EXERCISE — Your answer should be exactly the lines from the one that contains "form: point(207, 166)." through the final line of the entries below, and nothing else.

RECORDS PROVIDED —
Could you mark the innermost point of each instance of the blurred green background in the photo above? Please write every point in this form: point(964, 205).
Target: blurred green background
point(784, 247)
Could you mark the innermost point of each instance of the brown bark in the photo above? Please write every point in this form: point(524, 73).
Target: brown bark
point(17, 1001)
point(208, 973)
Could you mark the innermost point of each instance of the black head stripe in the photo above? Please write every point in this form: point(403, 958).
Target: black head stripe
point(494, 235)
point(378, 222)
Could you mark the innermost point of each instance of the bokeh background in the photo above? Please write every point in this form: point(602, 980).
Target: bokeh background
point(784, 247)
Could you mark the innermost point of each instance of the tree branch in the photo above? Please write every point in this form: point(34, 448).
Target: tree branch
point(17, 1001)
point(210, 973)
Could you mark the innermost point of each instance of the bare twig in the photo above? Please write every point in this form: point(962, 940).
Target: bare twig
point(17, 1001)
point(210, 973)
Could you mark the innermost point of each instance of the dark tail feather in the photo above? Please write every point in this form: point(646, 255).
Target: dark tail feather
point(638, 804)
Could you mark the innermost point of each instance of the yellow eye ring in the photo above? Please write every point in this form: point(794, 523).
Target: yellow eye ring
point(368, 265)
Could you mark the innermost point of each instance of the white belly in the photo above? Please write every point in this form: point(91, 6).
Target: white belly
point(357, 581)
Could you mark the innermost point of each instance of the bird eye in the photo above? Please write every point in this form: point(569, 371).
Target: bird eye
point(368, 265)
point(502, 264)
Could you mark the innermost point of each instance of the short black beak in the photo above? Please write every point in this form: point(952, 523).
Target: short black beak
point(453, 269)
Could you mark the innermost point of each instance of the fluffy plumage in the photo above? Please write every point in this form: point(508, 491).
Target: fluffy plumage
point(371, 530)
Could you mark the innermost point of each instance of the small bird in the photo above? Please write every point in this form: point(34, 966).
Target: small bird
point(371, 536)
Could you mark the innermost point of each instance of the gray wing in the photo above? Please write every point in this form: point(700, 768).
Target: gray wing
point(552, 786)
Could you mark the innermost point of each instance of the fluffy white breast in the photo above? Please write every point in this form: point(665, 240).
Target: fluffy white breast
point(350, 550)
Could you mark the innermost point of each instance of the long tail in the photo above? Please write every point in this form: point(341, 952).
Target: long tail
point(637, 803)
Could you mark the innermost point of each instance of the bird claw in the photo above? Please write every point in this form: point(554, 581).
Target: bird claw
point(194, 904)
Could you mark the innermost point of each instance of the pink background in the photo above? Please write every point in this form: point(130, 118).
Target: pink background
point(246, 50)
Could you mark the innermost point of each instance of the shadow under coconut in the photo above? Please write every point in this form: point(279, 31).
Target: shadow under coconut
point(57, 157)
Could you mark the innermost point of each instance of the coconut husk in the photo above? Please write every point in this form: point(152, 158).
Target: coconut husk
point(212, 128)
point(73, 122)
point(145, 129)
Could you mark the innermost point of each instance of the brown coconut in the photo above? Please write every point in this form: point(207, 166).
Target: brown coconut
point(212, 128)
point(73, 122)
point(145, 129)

TASK RESPONSE —
Could you mark the innermost point of each instance of the brown coconut in the photo above? Please write every point in this form: point(207, 166).
Target: brown coconut
point(212, 128)
point(73, 122)
point(145, 129)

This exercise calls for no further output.